■ **Gelesenes anwenden**
(a) Schreiben Sie aus der Rezension die Passage von „Zum zweiten weckt“ bis „sie in Gefahr.“ wortgetreu ab.
(b) In welcher Einrichtung und an welchem Ort arbeitet Nadine laut der Rezension als Psychiaterin?

■ **Textabschnitt**
#####
Rezension

Verschüttete Erinnerungen

Blick in die Angst -

Blick in die Angst
von Chevy Stevens

Bewertet mit 4 Sternen

 "Blick in die Angst" von Chevy Stevens ist ein Thriller, in dem es buchstäblich um psychologische Spannung geht. Denn Nadine, die Protagonistin, arbeitet als Psychiaterin in einem Krankenhaus auf Vancouver Island an der kanadischen Westküste. Doch das Leben im eigentlich idyllischen Victoria hat Schattenseiten für die Mittfünfzigerin, die seit mehreren Jahren verwitwet ist: Ihr Tochter Lisa ist ihr zunehmend entglitten, lebt als Drogenabhängige auf der Straße. Als Therapeutin findet Nadine zwar den Zugang zu ihren Patientinnen und Patienten, aber offenbar nicht zur eigenen Tochter.

Ein Fall in der Notaufnahme nach einem Selbstmordversuch wird für Nadine unerwartet persönlich: Ihre Patientin Heather, die mit den Folgen einer Fehlgeburt nicht fertig wird, gibt sich selbst die Schuld an dem Unglück: Vielleicht hätte sie das "Zentrum" nicht verlassen dürfen. Als sie Einzelheiten nennt über eine Art Yoga-Retreat, wird Nadine hellhörig: Zum einen erinnern sie die Zuständen eher an eine Sekte mit psychologischer Gehirnwäsche. 

Zum zweiten weckt der Name des Leiters Erinnerungen an acht Monate, die sie als 13-jährige mit ihrem älteren Bruder und ihrer labilen Mutter in einer Kommune verbrachte. Seit jener Zeit leidet Nadine unter Klaustrophobie. Auch eine Hypnosetherapie hat in der Vergangenheit nicht geholfen, die Ursache ihrer Ängste zu ergründen. Die Gespräche mit Heather wecken allerdings nach und nach verschüttete Erinnerungen. Nadine ist sich nicht sicher, ob sie authentisch oder eine "Übertragung" sind, doch zunehmend ist sie überzeugt - damals ist etwas Schlimmes passiert.

Als die Erinnerungen klarer werden und Nadine sie nicht auf sich beruhen lassen will, weckt das gewissermaßen die Geister der Vergangenheit. Und während Nadine die Konfrontation mit den Dämonen der Gefangenheit aufnimmt, gerät nicht nur sie in Gefahr.

Stevens schafft Spannung, obwohl über weite Strecken des Buches keine Gewalt im Spiel ist, arbeitet mit viel Suspense. Nadine ist sowohl empathisch als auch emotional, macht trotz ihrer Erfahrungen als Therapeutin im Umgang gerade mit denjenigen, die ihr am Herzen liegen, immer wieder Fehler. Auch das komplizierte Mutter-Tochter-Verhältnis sorgt für eine zusätzliche Dynamik in diesem Kriminalroman, den ich in einem Rutsch weggelesen habe.
#####
■ **Auszug aus Datensatz**
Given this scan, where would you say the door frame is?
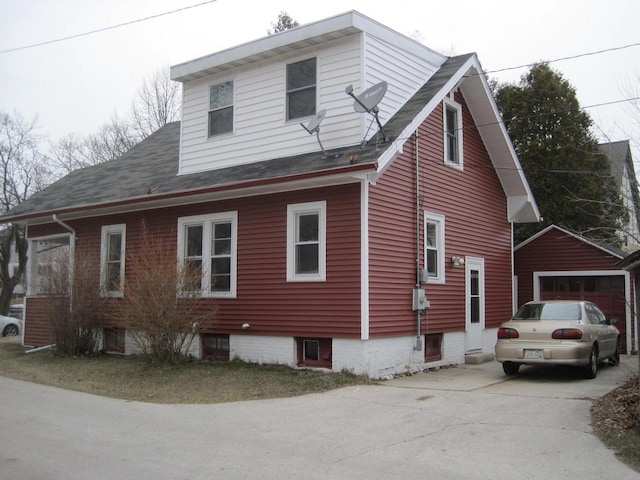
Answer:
#####
■ **Lösungen zur Übung**
(a)
Zum zweiten weckt der Name des Leiters Erinnerungen an acht Monate, die sie als 13-jährige mit ihrem älteren Bruder und ihrer labilen Mutter in einer Kommune verbrachte. Seit jener Zeit leidet Nadine unter Klaustrophobie. Auch eine Hypnosetherapie hat in der Vergangenheit nicht geholfen, die Ursache ihrer Ängste zu ergründen. Die Gespräche mit Heather wecken allerdings nach und nach verschüttete Erinnerungen. Nadine ist sich nicht sicher, ob sie authentisch oder eine "Übertragung" sind, doch zunehmend ist sie überzeugt - damals ist etwas Schlimmes passiert.

Als die Erinnerungen klarer werden und Nadine sie nicht auf sich beruhen lassen will, weckt das gewissermaßen die Geister der Vergangenheit. Und während Nadine die Konfrontation mit den Dämonen der Gefangenheit aufnimmt, gerät nicht nur sie in Gefahr.

(b) In einem Krankenhaus auf Vancouver Island an der kanadischen Westküste.